───── Texte extrait ─────

181 catastrophes naturelles ont été recensées dans le monde en 2018, selon le réassureur Swiss Re. Par catastrophe naturelle, on considère tous les événements d’origine naturelle, survenant brutalement et générant d’importants dommages matériels et humains. Pour cette même année 2018, les dommages économiques qui leur sont imputables sont estimés à 155 milliards USD (soit 0,19 % du PIB mondial) dont 76 milliards étaient assurés contre ces catastrophes.
L’année 2017 avait été largement plus dévastatrice – du fait des ravages causés par les ouragans Harvey et Irma – avec un record historique de pertes à 337 milliards de dollars.

─────

# Exercice court 1
Recopiez les entrées de la ligne contenant « Guideline: one keypoint per instance of the man's grey » jusqu'à la ligne contenant « [(337, 136)] », ces deux lignes comprises et consignes incluses. Décalez de 94 chaque coordonnée figurant dans les réponses.

───── Données enregistrées ─────

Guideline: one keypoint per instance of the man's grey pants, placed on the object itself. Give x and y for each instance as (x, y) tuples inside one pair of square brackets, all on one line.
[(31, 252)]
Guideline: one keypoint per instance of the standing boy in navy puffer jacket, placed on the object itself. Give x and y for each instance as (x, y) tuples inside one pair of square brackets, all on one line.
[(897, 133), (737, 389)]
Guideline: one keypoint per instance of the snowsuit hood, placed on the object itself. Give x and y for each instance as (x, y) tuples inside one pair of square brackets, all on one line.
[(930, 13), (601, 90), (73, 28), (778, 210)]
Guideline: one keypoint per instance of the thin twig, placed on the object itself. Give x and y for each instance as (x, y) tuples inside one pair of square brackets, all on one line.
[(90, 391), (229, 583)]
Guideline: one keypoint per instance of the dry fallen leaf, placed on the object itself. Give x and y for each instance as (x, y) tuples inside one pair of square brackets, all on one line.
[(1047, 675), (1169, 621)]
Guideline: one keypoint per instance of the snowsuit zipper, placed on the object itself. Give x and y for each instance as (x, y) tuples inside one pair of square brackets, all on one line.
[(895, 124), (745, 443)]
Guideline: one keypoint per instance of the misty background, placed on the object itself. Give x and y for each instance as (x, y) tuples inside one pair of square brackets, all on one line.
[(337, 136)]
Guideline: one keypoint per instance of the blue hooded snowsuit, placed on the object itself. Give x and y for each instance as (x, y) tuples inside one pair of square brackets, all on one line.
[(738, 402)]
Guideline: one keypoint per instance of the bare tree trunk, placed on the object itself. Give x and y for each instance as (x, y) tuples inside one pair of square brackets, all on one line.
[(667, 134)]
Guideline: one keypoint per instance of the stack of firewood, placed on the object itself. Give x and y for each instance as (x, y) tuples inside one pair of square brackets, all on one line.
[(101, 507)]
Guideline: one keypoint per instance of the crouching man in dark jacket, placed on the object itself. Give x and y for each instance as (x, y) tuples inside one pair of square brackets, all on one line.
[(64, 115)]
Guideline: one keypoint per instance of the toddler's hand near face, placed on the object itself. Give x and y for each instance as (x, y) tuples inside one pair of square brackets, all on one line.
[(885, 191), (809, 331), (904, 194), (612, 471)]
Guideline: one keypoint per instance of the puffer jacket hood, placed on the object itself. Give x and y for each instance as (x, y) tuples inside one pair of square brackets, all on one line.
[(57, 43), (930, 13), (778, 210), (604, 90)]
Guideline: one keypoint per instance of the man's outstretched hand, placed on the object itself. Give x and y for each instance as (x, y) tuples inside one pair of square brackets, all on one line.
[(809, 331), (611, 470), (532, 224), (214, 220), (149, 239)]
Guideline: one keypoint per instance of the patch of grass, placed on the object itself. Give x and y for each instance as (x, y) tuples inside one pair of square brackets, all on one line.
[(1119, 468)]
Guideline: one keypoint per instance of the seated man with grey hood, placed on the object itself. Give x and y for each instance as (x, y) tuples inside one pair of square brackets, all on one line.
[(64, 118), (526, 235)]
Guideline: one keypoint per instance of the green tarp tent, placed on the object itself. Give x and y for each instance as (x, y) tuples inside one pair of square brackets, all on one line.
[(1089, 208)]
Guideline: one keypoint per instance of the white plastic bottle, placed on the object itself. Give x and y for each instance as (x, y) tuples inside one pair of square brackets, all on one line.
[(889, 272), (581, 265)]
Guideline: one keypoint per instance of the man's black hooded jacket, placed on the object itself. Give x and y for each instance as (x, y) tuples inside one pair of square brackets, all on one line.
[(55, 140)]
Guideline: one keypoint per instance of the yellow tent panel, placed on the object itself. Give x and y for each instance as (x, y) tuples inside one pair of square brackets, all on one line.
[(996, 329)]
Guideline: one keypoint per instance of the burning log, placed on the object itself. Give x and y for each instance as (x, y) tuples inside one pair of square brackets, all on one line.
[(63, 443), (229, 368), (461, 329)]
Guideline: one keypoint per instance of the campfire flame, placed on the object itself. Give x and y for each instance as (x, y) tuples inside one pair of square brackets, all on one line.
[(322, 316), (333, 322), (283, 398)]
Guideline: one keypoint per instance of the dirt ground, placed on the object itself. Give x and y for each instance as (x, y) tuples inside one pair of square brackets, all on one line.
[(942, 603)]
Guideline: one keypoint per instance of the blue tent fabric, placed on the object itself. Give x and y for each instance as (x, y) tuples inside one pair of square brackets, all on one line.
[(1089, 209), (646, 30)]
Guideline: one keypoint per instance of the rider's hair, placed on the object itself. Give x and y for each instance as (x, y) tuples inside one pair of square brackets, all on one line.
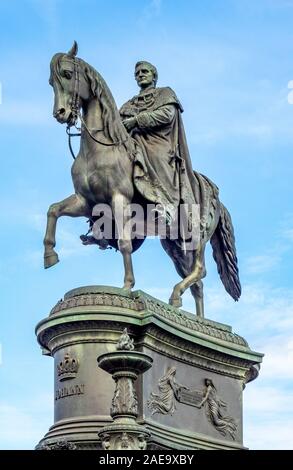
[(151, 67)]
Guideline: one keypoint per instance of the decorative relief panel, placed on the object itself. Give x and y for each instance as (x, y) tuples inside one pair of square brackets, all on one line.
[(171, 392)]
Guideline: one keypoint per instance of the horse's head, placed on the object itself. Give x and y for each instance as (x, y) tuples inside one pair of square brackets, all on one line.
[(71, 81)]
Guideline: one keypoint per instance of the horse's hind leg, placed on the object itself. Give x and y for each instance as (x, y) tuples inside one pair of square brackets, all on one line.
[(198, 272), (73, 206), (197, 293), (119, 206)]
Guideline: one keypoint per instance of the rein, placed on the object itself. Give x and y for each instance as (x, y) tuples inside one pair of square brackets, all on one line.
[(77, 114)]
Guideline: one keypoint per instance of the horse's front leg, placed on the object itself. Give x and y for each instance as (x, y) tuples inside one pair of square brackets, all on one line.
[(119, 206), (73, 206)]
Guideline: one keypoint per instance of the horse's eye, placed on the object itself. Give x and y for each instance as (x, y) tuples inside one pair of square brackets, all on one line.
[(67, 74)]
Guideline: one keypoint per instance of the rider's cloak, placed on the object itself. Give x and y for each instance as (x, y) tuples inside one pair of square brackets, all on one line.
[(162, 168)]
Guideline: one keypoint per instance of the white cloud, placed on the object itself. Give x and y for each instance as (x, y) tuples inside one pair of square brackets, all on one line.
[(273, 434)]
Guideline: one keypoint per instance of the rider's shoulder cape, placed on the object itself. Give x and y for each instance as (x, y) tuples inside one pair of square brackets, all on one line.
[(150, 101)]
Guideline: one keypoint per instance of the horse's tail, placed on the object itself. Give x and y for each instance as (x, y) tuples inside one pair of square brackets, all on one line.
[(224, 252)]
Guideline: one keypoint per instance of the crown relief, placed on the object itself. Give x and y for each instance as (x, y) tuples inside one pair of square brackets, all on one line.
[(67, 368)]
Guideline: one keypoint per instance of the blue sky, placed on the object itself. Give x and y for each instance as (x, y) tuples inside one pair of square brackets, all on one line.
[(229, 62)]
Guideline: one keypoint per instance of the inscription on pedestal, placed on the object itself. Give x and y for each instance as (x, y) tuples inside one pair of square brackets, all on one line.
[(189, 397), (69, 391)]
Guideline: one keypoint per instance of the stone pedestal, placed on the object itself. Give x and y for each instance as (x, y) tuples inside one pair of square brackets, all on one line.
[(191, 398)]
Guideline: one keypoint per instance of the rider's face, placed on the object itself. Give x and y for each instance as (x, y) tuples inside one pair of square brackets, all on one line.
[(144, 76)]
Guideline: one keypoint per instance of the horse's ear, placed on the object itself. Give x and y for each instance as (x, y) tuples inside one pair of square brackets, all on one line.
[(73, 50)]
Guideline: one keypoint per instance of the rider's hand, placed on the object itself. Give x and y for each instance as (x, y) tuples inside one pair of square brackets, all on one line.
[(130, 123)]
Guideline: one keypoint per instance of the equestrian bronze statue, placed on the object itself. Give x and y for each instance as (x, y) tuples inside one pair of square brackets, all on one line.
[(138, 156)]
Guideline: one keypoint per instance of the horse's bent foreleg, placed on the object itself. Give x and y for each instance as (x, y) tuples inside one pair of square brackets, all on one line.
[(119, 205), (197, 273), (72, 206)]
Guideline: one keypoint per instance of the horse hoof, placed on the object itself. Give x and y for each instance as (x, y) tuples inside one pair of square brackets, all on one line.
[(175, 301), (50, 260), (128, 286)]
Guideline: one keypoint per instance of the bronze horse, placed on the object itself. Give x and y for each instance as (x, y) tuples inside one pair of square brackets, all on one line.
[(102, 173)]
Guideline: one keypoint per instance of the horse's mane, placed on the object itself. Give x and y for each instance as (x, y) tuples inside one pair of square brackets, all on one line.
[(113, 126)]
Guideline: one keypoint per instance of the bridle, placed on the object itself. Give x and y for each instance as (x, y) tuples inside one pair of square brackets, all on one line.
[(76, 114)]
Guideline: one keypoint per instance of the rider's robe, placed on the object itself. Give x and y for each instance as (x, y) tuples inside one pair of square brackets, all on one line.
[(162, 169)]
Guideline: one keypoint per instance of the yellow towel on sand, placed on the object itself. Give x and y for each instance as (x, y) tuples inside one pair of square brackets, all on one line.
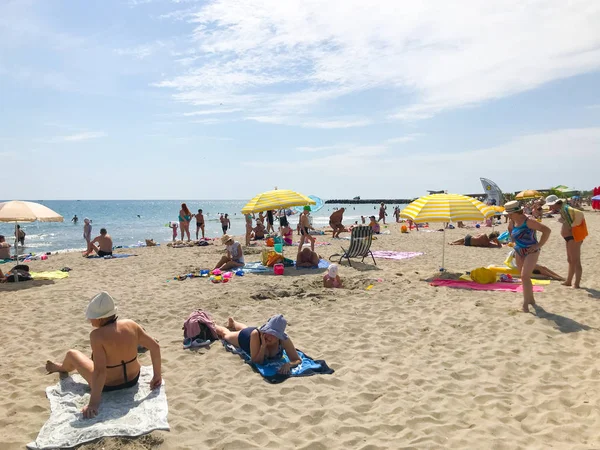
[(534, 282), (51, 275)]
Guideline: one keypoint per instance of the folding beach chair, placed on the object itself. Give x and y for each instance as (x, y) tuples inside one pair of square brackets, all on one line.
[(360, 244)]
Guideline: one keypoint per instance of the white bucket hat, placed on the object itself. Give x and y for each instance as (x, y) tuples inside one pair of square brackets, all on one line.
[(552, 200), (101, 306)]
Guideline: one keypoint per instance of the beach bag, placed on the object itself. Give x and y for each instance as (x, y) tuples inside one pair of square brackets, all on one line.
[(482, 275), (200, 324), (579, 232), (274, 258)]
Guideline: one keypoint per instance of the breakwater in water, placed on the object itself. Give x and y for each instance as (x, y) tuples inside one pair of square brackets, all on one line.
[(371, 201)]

─────
───── Données enregistrées ─────

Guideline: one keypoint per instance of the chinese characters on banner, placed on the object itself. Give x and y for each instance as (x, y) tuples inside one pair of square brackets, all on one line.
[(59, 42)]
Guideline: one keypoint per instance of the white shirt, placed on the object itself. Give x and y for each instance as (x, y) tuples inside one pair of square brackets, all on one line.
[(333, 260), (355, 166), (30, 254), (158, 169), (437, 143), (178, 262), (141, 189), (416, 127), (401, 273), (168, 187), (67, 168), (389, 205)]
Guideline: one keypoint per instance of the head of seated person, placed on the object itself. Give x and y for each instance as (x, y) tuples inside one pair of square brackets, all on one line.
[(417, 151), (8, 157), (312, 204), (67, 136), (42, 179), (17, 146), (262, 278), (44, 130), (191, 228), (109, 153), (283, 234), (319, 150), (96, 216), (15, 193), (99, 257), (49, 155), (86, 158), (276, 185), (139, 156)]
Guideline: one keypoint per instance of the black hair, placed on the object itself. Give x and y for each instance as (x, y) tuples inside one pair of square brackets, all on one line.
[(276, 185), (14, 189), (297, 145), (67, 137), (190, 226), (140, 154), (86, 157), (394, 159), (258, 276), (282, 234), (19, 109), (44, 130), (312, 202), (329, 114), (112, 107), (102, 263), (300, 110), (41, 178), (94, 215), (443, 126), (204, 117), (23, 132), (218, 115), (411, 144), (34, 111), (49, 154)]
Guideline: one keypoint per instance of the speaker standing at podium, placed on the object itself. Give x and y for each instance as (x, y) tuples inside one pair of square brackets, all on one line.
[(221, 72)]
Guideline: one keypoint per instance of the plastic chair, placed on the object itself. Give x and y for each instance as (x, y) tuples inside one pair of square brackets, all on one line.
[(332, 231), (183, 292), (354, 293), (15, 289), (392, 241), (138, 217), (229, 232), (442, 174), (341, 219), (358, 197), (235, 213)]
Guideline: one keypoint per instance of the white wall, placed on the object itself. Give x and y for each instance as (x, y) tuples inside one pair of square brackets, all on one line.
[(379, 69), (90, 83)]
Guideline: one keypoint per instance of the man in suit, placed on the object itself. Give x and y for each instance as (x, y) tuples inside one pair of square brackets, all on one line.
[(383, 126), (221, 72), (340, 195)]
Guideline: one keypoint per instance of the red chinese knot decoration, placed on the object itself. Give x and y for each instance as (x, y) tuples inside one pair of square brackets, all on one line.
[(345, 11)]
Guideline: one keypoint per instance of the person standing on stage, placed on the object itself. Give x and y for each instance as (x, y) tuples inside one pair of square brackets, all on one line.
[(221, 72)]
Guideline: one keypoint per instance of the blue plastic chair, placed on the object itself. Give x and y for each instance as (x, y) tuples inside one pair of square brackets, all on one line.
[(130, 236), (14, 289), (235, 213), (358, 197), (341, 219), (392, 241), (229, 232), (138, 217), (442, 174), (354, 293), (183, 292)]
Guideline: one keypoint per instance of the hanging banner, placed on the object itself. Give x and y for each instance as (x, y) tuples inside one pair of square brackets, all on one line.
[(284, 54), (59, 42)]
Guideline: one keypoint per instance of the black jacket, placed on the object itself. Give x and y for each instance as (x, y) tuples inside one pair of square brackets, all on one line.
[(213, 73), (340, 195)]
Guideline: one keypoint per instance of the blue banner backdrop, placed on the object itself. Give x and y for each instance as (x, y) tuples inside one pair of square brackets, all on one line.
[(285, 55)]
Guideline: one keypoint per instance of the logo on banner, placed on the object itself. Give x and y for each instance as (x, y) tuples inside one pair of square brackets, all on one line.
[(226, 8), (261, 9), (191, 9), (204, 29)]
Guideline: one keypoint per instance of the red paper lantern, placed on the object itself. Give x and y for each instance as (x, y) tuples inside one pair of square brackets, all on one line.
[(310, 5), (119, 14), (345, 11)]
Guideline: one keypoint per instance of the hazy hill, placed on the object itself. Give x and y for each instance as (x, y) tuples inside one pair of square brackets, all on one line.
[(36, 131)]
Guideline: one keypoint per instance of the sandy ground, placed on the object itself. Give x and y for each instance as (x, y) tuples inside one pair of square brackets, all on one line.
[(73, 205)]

─────

# Exercice court 2
Selon le texte sur les catastrophes naturelles, à combien sont estimés les dommages économiques qui leur sont imputables en 2018 ?

# Réponse rédigée 1
Guideline: one keypoint per instance of the man's grey pants, placed on the object itself. Give x and y for each instance as (x, y) tuples inside one pair of square brackets, all on one line.
[(125, 346)]
Guideline: one keypoint per instance of the standing boy in navy puffer jacket, placed on the object itself. Give x and y for each instance as (x, y) tuples inside one pair of square brackets, all on one line.
[(991, 227), (831, 483)]
Guideline: one keypoint per instance of the snowsuit hood, placed on the object itself. Give x and y for each instance as (x, y) tuples inside one pair of square brackets, all on one line.
[(1024, 107), (695, 184), (167, 122), (872, 304)]
Guideline: one keypoint per instance of the thin twig, placed on the object itself. Give x and y for each instance as (x, y) tuples inside one pair of square brackets, all on one line.
[(184, 485), (323, 677)]
Guideline: one keypoint per instance of the dry fallen leaf, placed on the object itself. Give x and y for each instance as (x, y) tuples inside one pair of square brackets, all on one line.
[(1141, 769), (1263, 715)]
Guideline: one keypoint per instance of the snowsuit zipper, placed on the object itself. Give x and y for each instance as (x, y) tuples inside one pair of square brackets, all on one line.
[(989, 218), (839, 537)]
Guideline: one keypoint per instance of the misty background, placed on the object itself. Give x and y for each instance as (x, y) tuples inside one pair of square brackets, all on one line.
[(431, 230)]

# Réponse rédigée 2
À 155 milliards USD, soit 0,19 % du PIB mondial.